### 提供抜粋:
--------------------------------
あきづきのドラァグレースブログ

ル・ポールのドラァグレースの感想をつれづれ書いています。ネタバレあり。

RuPaul's Drag Race: All Stars7 episode11 "Drag Race Gives Back Variety Extravaganza" 感想

ニバイニバーイ(高見山)じゃなくてサンバイサンバーイだったとは…!!!

 

 

 

 

 

I'm watching Drag Race Gives Back Variety Extravaganza on WOW Presents Plus

http://www.wowpresentsplus.com/videos/ras-711

 

 

 

 

 

 


このスターシステムが発表されてから、絶対倍チャンスだドン!みたいな感じの回が来るだろうなぁとは思っていたのだけど、まさかの星3つ贈呈だとは。完全にスーパーひとしくんじゃないですか!ふしぎ発見

いや、最終チャレンジを最下位の人が頑張っても絶対にファイナリストまで届かない、ってなってしまうとモチベーションに関わると思うので、星を増やすの自体は大賛成なんです。でも、想定してたのは最終チャレンジだけ星2つ配布、その中で星1つの人が勝ち星3つになって多数と並んで、その中から決戦(リップシンクか投票か何か)で決める、みたいな展開だったのです…ちょっと星3つだと大盤振る舞いすぎじゃないですか…?それまでの活躍は関係なく、ファイナルチャレンジに勝つことがファイナリスト確定の条件になる、みたいな感じだと、今まで着実に一回一回のチャレンジで頑張って堅実に星を貯めてきた人の努力ってなんだったの…?みたいになっちゃいますよね…?

そして、最終チャレンジだけで挽回可能!大逆転タイム!みたいな展開になった途端に、今まで惜しくも星を逃して一人だけ最下位に甘んじる…みたいな展開にされてきていたシェイを華々しく勝たせるためにこの展開だったのかな〜みたいな邪推もしてしまって。流石にこのスーパーひとしくんシステムが発動されてなお、最終的に星一つで終わったりしないでしょ〜、ここで持ち上げるからこそ今まで泥水を啜ってもらう展開にしていたのかな〜みたいに思ってしまうと、なんか、もうちょっと脚本しっかりしてよ!って思ってしまいますね…ある程度筋書きはあるんだろうなぁ、みたいなことを理解しながらもドラァグレースを楽しんでいますが、やっぱりそこがあからさまに見えてしまうと、もうちょっと上手く隠して転がしてよ…と感じてしまったりしました。
--------------------------------
### 提供データ:
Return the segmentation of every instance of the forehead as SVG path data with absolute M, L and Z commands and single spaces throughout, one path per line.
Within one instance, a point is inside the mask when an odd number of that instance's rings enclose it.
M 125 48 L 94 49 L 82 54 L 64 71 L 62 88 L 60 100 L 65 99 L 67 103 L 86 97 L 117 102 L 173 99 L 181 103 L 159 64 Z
--------------------------------
### 課題内容:
上のドラァグレースの感想記事のうち、「このスターシステムが発表され」という語句を含む箇所から始め、「たいになっちゃいますよね…?」の後で終わる部分を、一字一句違えずに書き写してください。

### 解答例:
このスターシステムが発表されてから、絶対倍チャンスだドン!みたいな感じの回が来るだろうなぁとは思っていたのだけど、まさかの星3つ贈呈だとは。完全にスーパーひとしくんじゃないですか!ふしぎ発見

いや、最終チャレンジを最下位の人が頑張っても絶対にファイナリストまで届かない、ってなってしまうとモチベーションに関わると思うので、星を増やすの自体は大賛成なんです。でも、想定してたのは最終チャレンジだけ星2つ配布、その中で星1つの人が勝ち星3つになって多数と並んで、その中から決戦(リップシンクか投票か何か)で決める、みたいな展開だったのです…ちょっと星3つだと大盤振る舞いすぎじゃないですか…?それまでの活躍は関係なく、ファイナルチャレンジに勝つことがファイナリスト確定の条件になる、みたいな感じだと、今まで着実に一回一回のチャレンジで頑張って堅実に星を貯めてきた人の努力ってなんだったの…?みたいになっちゃいますよね…?